* **WHAT TO WORK ON**:
1. Recast the paragraph of the Rousseau text that begins "In Rousseau's works, it is easy enough" as a bulleted list, keeping its main facts.
2. Name every scholar whose view on overcoming negative amour-propre appears in the Rousseau text.

That said, it is important to be cognizant of exactly what is being claimed here. The argument is not that positive amour-propre cancels out the bad or “inflamed” sort.6 Indeed, in Emile, Rousseau asserts that the negative form of amour-propre is still the most common, and that “it rarely does good without evil.”7 Rather, it is argued only that it is possible to create a rational, moral being out of the inclination to be admired by others. The prospect of avoiding or transcending “inflamed” amour-propre is still an open question of which many of the new “Rousseauists” disagree. Dent is largely confident that negative amour-propre can be overcome (though he concedes that Rousseau “was sharply aware of the potential for damage…”)8, while Cooper and Neuhouser less so. Cooper correctly notes that “amour-propre never stops being dangerous—indeed, potentially calamitous—and hence needs to be sternly and thoroughly governed,”9 and suggests that Rousseau’s own attempt to transcend it is not plausible for an overwhelming portion of the population. Neuhouser agrees, asserting that “the highly unusual and demanding conditions that these solutions to the problem of evil presuppose—not merely a godlike legislator and an improbably wise tutor but also a complete wiping of the historical slate (in the case of politics) and total seclusion from the particular bonds of family (in the case of education)—must make us wonder exactly what kind of possibility Rousseau takes himself to be demonstrating.”10

While there is no doubting Rousseau’s apparent fatalism, there is a mid-level critique concerning amour-propre that stands between Dent’s unjustifiable optimism and Neuhouser’s pessimism that may be of more practical interest. Lawgivers and governors aside, at the core of Rousseau’s discussions of both the negative and positive form of amour-propre is a forceful cultural critique. For Rousseau, amour-propre is fundamentally about the construction of individual identity. He wants to know how a person becomes a self. The process of identity formation or becoming a self is not merely a social process, i.e. identities are formed in relation to other individuals, but a cultural one. The criterion by which a person is defined, and indeed the importance of individuality itself, is set by cultural mores.

In Rousseau’s works, it is easy enough to discern the cultural mores that he found so troubling. He repeatedly attacks the urban, Enlightenment centers in eighteenth-century Europe. He believed they were factories for amour-propre. His own experiences taught him that in cities the importance of the individual was elevated to dangerous levels. Everyone was to be defined and rewarded according to their talents and achievements. The individual became bigger and bigger while collective identities such as religion and nationality were ridiculed as superstitious and old-fashioned. This unrelenting attention on the individual made it so people could not stop thinking about themselves and how they stacked up against their neighbors.

* **DATASET EXCERPTS**:
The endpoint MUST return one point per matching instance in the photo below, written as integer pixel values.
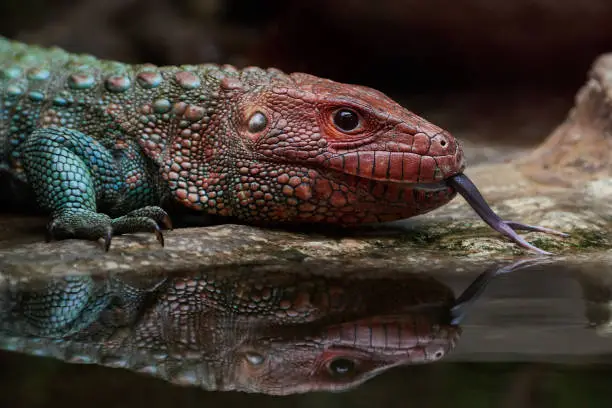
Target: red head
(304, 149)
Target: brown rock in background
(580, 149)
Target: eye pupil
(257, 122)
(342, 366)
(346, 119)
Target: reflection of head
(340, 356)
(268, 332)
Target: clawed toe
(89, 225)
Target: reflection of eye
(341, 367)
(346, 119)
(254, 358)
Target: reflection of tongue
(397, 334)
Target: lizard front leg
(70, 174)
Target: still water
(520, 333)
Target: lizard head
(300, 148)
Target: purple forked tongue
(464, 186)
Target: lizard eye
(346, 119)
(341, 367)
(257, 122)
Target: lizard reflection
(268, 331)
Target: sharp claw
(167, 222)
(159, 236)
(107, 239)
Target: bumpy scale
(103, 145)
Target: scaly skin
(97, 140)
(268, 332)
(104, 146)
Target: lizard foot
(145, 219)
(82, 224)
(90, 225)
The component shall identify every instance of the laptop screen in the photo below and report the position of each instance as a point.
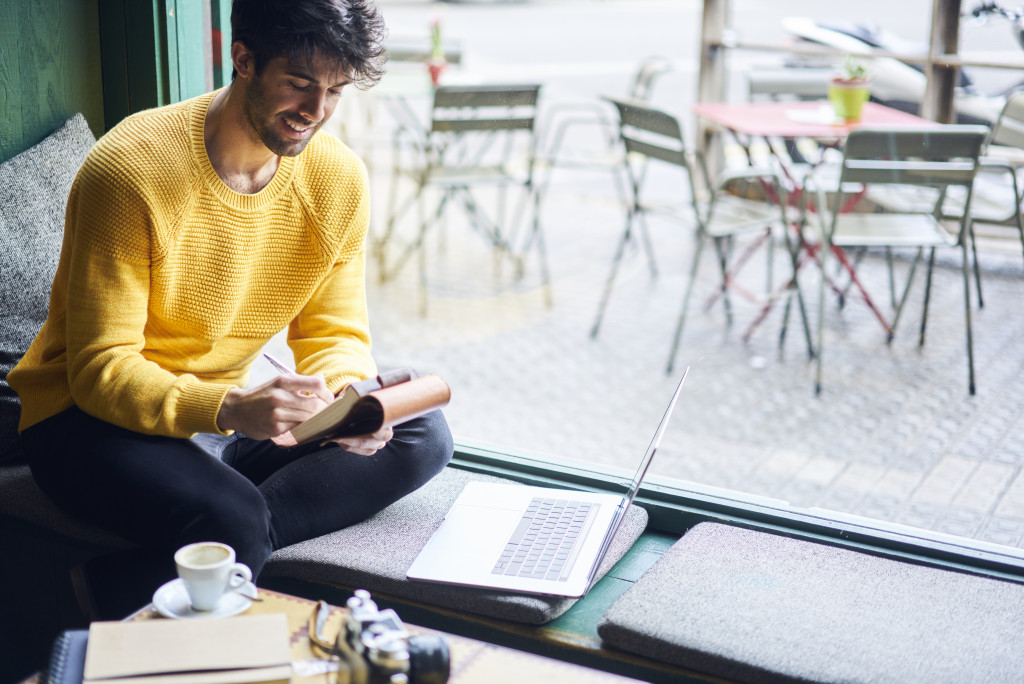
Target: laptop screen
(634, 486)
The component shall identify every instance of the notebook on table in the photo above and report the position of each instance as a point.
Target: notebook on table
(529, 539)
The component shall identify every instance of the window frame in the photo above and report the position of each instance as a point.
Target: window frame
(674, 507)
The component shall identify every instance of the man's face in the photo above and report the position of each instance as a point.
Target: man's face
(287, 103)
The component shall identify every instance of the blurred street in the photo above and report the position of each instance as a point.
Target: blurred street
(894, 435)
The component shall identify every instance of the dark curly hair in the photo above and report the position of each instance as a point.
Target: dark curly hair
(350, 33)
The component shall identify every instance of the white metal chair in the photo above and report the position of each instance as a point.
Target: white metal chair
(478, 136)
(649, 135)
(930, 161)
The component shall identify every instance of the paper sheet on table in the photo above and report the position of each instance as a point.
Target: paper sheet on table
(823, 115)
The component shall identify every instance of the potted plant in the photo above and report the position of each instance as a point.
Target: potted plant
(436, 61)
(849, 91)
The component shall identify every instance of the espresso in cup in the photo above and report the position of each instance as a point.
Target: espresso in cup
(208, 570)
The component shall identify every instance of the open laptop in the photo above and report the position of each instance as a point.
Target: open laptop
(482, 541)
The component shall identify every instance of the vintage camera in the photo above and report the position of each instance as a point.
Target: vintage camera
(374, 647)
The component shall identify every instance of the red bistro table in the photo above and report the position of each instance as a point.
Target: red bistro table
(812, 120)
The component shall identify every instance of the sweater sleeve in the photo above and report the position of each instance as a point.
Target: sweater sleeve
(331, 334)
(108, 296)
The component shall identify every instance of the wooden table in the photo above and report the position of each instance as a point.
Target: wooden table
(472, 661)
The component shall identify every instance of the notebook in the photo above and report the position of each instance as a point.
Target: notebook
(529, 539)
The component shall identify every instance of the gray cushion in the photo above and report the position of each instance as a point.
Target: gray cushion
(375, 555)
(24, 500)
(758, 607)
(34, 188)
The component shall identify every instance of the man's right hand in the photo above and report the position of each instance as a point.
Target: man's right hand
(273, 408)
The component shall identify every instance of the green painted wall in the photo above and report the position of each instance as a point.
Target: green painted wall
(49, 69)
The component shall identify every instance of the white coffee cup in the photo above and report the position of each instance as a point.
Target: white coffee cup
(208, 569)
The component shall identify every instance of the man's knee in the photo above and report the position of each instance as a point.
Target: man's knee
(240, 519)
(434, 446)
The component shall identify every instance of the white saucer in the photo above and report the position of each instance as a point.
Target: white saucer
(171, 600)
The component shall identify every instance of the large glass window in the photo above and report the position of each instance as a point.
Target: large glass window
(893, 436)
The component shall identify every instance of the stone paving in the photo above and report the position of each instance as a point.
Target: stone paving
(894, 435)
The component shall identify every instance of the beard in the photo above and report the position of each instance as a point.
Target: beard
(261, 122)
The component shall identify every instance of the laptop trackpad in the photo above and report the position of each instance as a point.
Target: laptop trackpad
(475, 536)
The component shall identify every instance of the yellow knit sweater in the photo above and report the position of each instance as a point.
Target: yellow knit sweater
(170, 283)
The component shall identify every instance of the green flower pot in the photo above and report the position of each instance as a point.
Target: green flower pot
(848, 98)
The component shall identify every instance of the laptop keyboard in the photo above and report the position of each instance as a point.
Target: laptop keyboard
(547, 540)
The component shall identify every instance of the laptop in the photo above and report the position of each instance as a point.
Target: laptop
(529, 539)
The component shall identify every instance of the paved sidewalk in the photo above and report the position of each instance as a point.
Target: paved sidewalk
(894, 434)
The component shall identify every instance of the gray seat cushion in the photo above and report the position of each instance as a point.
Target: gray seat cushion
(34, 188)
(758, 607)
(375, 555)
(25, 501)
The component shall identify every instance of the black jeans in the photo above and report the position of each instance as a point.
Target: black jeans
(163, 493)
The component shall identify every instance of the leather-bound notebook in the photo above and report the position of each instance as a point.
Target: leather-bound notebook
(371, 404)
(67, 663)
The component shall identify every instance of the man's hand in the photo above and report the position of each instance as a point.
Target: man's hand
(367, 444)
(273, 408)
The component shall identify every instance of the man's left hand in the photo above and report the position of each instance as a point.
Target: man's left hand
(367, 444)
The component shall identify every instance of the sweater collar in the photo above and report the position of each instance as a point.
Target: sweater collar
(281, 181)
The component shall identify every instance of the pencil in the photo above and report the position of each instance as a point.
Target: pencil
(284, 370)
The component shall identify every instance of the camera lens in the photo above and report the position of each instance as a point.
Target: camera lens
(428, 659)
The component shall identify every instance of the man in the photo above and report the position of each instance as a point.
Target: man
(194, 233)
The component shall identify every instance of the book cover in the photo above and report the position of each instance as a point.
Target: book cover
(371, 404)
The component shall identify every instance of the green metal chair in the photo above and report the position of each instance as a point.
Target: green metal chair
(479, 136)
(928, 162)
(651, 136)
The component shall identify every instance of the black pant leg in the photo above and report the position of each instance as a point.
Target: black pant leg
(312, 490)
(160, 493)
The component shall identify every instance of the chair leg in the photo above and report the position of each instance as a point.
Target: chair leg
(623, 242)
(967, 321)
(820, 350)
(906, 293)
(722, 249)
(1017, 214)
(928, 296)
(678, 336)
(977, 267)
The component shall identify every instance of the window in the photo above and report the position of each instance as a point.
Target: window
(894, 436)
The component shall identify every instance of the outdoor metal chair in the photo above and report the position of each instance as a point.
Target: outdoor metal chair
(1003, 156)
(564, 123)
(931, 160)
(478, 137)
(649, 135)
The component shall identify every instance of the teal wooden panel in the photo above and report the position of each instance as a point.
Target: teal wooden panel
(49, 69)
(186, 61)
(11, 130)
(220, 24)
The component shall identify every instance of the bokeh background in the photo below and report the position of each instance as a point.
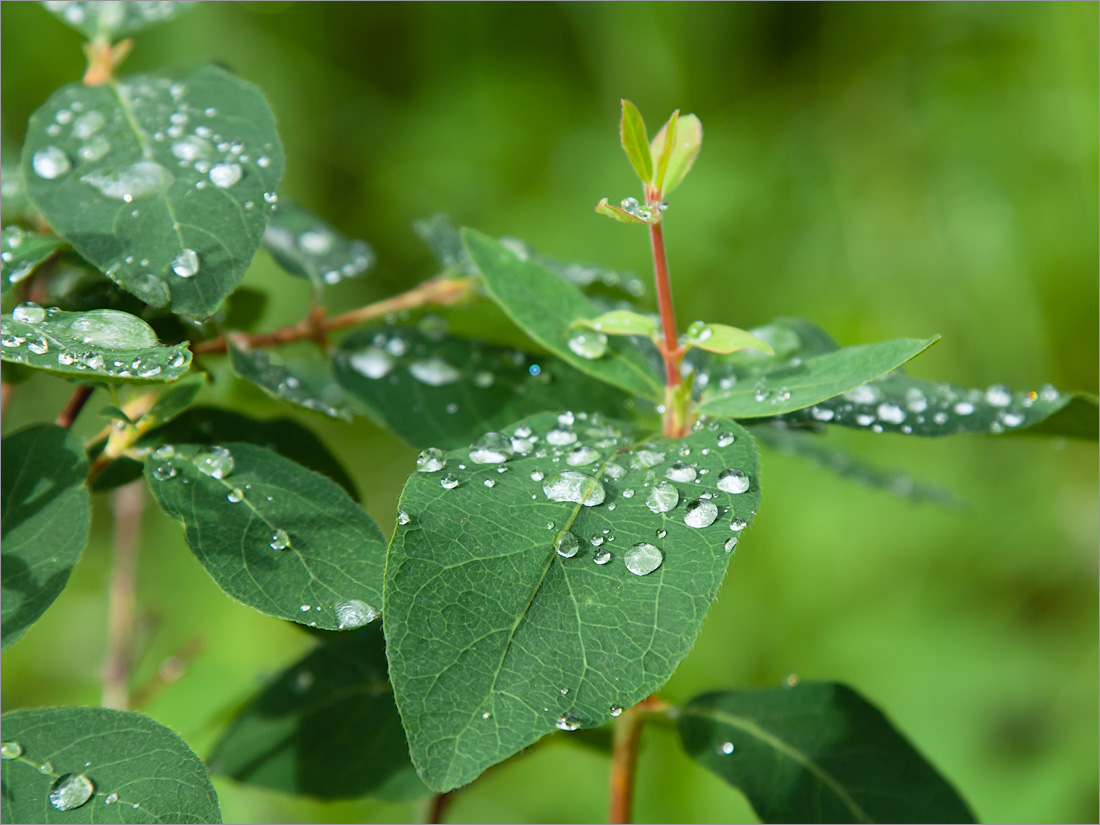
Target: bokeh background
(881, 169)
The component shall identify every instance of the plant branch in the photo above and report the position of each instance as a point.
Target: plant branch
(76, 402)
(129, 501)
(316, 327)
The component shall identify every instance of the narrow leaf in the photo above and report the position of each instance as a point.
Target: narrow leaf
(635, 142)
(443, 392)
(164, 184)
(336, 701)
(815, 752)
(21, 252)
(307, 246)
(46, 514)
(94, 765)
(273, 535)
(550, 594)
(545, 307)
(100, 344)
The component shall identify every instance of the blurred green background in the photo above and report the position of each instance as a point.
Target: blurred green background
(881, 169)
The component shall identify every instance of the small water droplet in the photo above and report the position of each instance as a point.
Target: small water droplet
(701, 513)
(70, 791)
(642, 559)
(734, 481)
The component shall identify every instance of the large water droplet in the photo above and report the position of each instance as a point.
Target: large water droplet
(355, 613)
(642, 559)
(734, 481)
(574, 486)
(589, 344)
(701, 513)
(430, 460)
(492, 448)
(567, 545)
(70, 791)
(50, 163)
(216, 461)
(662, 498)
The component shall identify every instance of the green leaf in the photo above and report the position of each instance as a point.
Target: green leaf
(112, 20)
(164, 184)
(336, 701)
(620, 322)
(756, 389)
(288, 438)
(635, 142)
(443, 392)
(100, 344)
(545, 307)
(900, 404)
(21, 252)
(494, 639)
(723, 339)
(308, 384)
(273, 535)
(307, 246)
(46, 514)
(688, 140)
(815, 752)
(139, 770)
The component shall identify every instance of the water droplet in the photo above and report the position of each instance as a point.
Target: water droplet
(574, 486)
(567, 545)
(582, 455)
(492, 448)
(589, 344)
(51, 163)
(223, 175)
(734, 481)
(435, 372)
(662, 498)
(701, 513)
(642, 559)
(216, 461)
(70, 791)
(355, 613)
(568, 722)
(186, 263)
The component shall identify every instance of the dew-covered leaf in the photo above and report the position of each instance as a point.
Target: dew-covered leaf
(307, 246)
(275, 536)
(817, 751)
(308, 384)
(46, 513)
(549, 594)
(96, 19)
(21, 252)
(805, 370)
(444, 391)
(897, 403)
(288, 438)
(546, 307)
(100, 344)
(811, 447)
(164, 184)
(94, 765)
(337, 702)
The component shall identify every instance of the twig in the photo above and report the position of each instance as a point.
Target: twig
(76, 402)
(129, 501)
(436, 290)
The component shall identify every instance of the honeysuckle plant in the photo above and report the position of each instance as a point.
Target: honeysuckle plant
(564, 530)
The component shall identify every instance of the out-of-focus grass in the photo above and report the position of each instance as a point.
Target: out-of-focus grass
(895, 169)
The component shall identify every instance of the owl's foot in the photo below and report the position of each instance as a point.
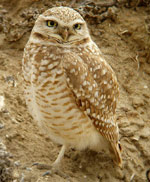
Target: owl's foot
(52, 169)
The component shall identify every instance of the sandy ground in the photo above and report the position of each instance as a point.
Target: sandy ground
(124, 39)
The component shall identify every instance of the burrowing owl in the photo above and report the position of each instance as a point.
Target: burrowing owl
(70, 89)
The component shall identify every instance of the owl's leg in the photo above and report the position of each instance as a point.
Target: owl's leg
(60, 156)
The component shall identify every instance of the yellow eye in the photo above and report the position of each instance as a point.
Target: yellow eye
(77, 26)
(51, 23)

* **SOLVED TASKS**:
1.
- Rousseau's works make plain which cultural mores troubled him.
- He repeatedly attacks the urban Enlightenment centers of eighteenth-century Europe, which he believed were factories for amour-propre.
- His own experiences taught him that cities elevated the importance of the individual to dangerous levels.
- Everyone was defined and rewarded according to their talents and achievements.
- The individual grew ever larger, while collective identities such as religion and nationality were ridiculed as superstitious and old-fashioned.
- This constant attention on the individual left people unable to stop thinking about themselves and how they compared with their neighbors.

2.
- Dent
- Cooper
- Neuhouser